### DATA FOR THE TASK

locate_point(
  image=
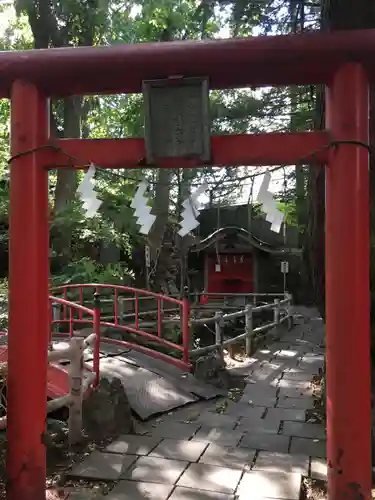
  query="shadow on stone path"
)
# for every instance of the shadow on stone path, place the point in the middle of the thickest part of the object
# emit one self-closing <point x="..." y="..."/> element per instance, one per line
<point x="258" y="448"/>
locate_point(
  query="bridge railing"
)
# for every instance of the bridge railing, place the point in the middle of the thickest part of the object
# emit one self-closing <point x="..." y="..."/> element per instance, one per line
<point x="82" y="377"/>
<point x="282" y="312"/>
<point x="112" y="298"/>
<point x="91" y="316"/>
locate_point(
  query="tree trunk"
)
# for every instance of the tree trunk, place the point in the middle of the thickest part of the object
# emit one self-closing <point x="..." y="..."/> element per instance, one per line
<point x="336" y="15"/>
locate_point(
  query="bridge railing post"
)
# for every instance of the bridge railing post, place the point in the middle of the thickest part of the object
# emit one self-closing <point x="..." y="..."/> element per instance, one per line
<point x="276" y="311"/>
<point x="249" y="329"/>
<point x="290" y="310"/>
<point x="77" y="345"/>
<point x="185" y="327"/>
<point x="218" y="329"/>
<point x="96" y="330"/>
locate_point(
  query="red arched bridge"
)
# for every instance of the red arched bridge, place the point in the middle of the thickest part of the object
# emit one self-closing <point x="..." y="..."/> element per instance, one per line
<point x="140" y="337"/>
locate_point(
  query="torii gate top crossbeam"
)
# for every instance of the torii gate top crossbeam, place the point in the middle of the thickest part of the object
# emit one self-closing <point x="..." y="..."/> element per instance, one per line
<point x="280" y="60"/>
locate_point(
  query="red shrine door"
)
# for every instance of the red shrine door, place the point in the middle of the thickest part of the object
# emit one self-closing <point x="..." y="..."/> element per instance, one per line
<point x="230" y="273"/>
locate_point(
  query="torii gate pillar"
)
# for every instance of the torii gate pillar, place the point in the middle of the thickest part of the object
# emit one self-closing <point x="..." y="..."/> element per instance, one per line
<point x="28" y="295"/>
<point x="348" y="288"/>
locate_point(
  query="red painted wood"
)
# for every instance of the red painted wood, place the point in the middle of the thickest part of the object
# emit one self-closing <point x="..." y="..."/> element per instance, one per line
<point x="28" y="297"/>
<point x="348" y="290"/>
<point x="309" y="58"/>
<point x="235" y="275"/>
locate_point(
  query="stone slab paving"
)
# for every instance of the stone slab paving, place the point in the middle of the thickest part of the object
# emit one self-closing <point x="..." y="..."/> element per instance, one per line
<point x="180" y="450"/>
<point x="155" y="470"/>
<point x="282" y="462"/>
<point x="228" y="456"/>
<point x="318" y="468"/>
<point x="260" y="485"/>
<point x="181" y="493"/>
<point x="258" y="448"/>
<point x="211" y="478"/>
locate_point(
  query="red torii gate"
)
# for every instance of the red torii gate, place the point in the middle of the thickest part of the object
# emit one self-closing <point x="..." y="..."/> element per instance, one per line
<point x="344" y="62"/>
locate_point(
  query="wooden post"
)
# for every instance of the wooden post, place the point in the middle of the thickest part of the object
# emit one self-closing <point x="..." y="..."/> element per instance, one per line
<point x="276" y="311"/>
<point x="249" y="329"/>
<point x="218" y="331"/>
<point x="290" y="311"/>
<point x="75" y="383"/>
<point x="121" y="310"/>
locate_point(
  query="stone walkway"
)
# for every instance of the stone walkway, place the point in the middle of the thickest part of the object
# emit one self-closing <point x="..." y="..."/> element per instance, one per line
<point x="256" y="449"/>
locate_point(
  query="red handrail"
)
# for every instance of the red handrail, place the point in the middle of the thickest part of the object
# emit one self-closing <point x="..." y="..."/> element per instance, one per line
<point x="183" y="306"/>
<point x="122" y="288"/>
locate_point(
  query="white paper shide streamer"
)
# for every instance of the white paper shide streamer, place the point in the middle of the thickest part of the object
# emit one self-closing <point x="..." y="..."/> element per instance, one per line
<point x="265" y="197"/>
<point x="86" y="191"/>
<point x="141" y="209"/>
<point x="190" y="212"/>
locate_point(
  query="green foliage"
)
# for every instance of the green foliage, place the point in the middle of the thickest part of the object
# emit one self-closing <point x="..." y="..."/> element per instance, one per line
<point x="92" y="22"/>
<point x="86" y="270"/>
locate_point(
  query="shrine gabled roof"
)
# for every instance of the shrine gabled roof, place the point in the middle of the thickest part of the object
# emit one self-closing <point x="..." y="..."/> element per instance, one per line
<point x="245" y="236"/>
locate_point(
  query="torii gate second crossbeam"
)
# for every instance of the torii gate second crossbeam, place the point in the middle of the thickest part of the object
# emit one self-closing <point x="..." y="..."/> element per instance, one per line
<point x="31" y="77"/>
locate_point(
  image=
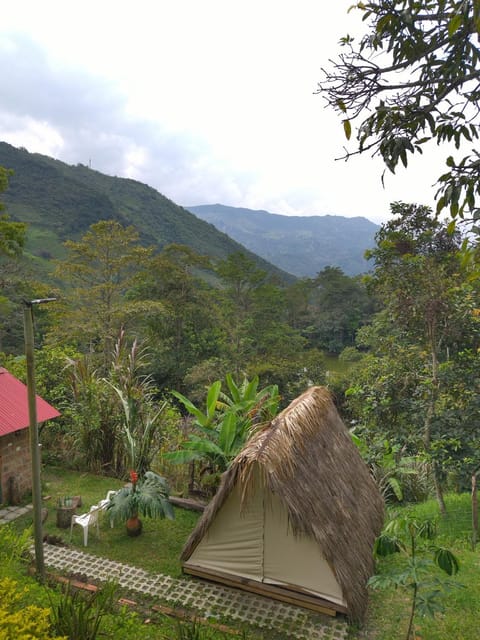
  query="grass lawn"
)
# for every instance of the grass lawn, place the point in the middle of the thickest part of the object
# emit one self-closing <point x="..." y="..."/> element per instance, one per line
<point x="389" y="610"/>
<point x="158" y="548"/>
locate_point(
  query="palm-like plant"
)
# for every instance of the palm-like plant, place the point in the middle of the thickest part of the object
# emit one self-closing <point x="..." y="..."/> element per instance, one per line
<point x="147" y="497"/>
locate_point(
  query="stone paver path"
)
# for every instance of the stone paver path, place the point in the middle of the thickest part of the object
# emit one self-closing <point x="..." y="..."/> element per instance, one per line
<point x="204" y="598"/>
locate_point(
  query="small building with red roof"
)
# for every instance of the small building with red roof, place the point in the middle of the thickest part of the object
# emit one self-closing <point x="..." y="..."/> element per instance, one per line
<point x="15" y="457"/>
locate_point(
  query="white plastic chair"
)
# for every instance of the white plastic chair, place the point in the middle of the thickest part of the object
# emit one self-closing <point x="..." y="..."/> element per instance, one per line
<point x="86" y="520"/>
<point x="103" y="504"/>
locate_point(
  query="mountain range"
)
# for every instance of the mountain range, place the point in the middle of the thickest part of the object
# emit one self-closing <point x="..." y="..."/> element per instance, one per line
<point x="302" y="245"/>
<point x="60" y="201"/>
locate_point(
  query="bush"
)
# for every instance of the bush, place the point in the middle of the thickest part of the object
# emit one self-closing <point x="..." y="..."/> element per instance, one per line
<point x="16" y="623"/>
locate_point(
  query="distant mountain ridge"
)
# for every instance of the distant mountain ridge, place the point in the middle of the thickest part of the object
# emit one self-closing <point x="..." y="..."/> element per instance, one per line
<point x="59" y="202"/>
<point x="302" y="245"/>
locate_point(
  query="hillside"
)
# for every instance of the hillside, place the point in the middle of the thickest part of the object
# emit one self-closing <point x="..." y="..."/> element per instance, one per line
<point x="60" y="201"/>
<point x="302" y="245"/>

######

INSTRUCTIONS TO FOLLOW
Working from the material above, transcribe it exactly while omitting pictures.

RESULT OF THE EXERCISE
locate_point(
  image=
  query="shadow on stone path"
)
# for every instance of the shadow on stone path, place the point in the middle of the thickest part of the object
# emit one self-closing <point x="..." y="..."/> element per instance, one per line
<point x="258" y="448"/>
locate_point(
  query="bridge railing"
)
# for every instance of the bridge railing, place the point in the middle of the thickest part of the object
# emit one self-closing <point x="..." y="..."/> element per instance, one per line
<point x="82" y="377"/>
<point x="282" y="312"/>
<point x="112" y="298"/>
<point x="91" y="316"/>
locate_point(
  query="tree trunk"
)
# for every instance of the tree trunk, place the point in the middle of the thickest part of the object
# emit one self-closing <point x="..." y="..."/> element per instance, one per line
<point x="336" y="15"/>
locate_point(
  query="bridge railing post"
)
# for every instance of the bridge railing post, place the point in the middle of the thickest part of the object
# emit one self-closing <point x="..." y="..."/> element per instance, one per line
<point x="276" y="311"/>
<point x="249" y="329"/>
<point x="290" y="310"/>
<point x="77" y="345"/>
<point x="185" y="327"/>
<point x="218" y="329"/>
<point x="96" y="330"/>
locate_point(
  query="red arched bridge"
)
# for every instance of the red arched bridge, place the point in the middle of the thickest part of the object
# emit one self-closing <point x="..." y="..."/> element per instance, one per line
<point x="140" y="337"/>
locate_point(
  query="torii gate top crossbeam"
)
# for every instance of the torii gate top crossbeam, place the point in the middle of the thickest part of the object
# emit one self-closing <point x="..." y="..."/> element per instance, one per line
<point x="280" y="60"/>
locate_point(
  query="red shrine door"
)
# for every instance of the red shrine door, place the point in the middle of the thickest part of the object
# emit one self-closing <point x="..." y="..."/> element per instance, one per line
<point x="230" y="273"/>
locate_point(
  query="torii gate pillar"
)
# for every instance of the torii gate pillar, place the point in the middle of the thickest part of the object
# emit one self-closing <point x="..." y="..."/> element per instance, one per line
<point x="28" y="295"/>
<point x="348" y="288"/>
locate_point(
  query="red painted wood"
)
# for every instance of the red painted wood, place the point in the middle of the thickest part of the object
# emit one self-closing <point x="..." y="..."/> element per instance, one per line
<point x="28" y="297"/>
<point x="348" y="290"/>
<point x="309" y="58"/>
<point x="235" y="275"/>
locate_point(
  query="stone slab paving"
)
# for every instance of the stone slab paving, place the point in the middle of the thickest part of the object
# emit one self-closing <point x="..." y="..."/> element per instance, one per line
<point x="180" y="450"/>
<point x="155" y="470"/>
<point x="282" y="462"/>
<point x="228" y="456"/>
<point x="318" y="468"/>
<point x="260" y="485"/>
<point x="181" y="493"/>
<point x="258" y="448"/>
<point x="211" y="478"/>
locate_point(
  query="red torii gate"
)
# for every instance of the red torii gate, place the point in the middle of the thickest part of the object
# emit one self-closing <point x="..." y="..."/> element per instance, one per line
<point x="344" y="62"/>
locate_point(
  query="wooden post"
)
# for every instance of the wooden post, place the point in the middle of the thickest part of the object
# emit one self-closing <point x="..." y="..."/> element per instance, one per line
<point x="276" y="311"/>
<point x="249" y="329"/>
<point x="218" y="331"/>
<point x="290" y="311"/>
<point x="75" y="383"/>
<point x="121" y="310"/>
locate_point(
  query="stone walkway"
)
# for every instance of the stone walkway, place the point in the middle of the thickest part of the object
# emit one self-closing <point x="..." y="..."/> element per instance, one per line
<point x="256" y="449"/>
locate_point(
  query="red handrail"
)
# for every instance of the red handrail, place the point in the middle of the thickest part of the object
# emit one self-closing <point x="..." y="..."/> element per instance, one per line
<point x="183" y="306"/>
<point x="122" y="288"/>
locate_point(
  query="white paper shide streamer"
)
# for every instance of the white paper shide streamer, place the point in the middle of the thickest part of the object
# emit one self-closing <point x="..." y="..."/> element per instance, one per line
<point x="265" y="197"/>
<point x="86" y="191"/>
<point x="141" y="209"/>
<point x="190" y="212"/>
locate_point(
  query="green foliage"
)
# for every instance of the green foliage, place the point in the middle of the thickest part of the object
# emit one self-closing <point x="..." y="..."/> element per instance, one per line
<point x="92" y="22"/>
<point x="86" y="270"/>
locate_point(
  query="shrine gabled roof"
)
# for every instance of the shrine gabled roof, place the point in the middle of the thickest part of the object
# emit one self-closing <point x="..." y="..."/> element per instance, one per line
<point x="245" y="236"/>
locate_point(
  query="torii gate second crossbeam"
)
# for every instance of the torii gate second crossbeam, place the point in the middle of the thickest part of the object
# emit one self-closing <point x="..." y="..."/> element per instance, one per line
<point x="31" y="77"/>
locate_point(
  image=
  query="grass lawn"
)
# for every instance of the grass lawn, place the point in the middle of the thickest part of the object
# emit one self-closing <point x="..." y="..."/> element per instance, one per line
<point x="389" y="610"/>
<point x="158" y="548"/>
locate_point(
  query="palm-like plant"
)
# for every instance of the palm-like plant, place the point in the middle of the thickest part of the object
# emit one self-closing <point x="..." y="..."/> element per instance, one per line
<point x="147" y="497"/>
locate_point(
  query="stone paver path"
)
# for every instance of the stone paver path, place the point in the middle of the thickest part of the object
# emit one self-closing <point x="..." y="..."/> element per instance, one per line
<point x="204" y="598"/>
locate_point(
  query="small building with red roof"
)
# for every instance of the small building with red roof, place the point in the middle of the thickest part of the object
# emit one self-closing <point x="..." y="..."/> element per instance, one per line
<point x="15" y="457"/>
locate_point(
  query="white plastic chair"
)
# for every instance of the white plastic chair, place the point in the middle of the thickest part of the object
# emit one self-closing <point x="..." y="..."/> element per instance, one per line
<point x="86" y="520"/>
<point x="103" y="504"/>
locate_point(
  query="mountain range"
)
# for every instance of the mountain range, place the point in the middle of the thickest part of the object
# emit one self-closing <point x="..." y="..."/> element per instance, one per line
<point x="302" y="245"/>
<point x="60" y="201"/>
locate_point(
  query="bush"
)
# for every instance of the bush, place the point in the middle of the thickest part of the object
# emit one self-closing <point x="..." y="..."/> element per instance, one per line
<point x="16" y="623"/>
locate_point(
  query="distant mountain ridge"
)
# for every instance of the distant mountain ridge, place the point in the middle of the thickest part of the object
# emit one self-closing <point x="..." y="..."/> element per instance, one per line
<point x="59" y="202"/>
<point x="302" y="245"/>
locate_point(
  query="hillside"
)
# for every instance of the hillside, place the point in the middle of the thickest part of the object
# emit one self-closing <point x="..." y="..."/> element per instance, one per line
<point x="60" y="201"/>
<point x="302" y="245"/>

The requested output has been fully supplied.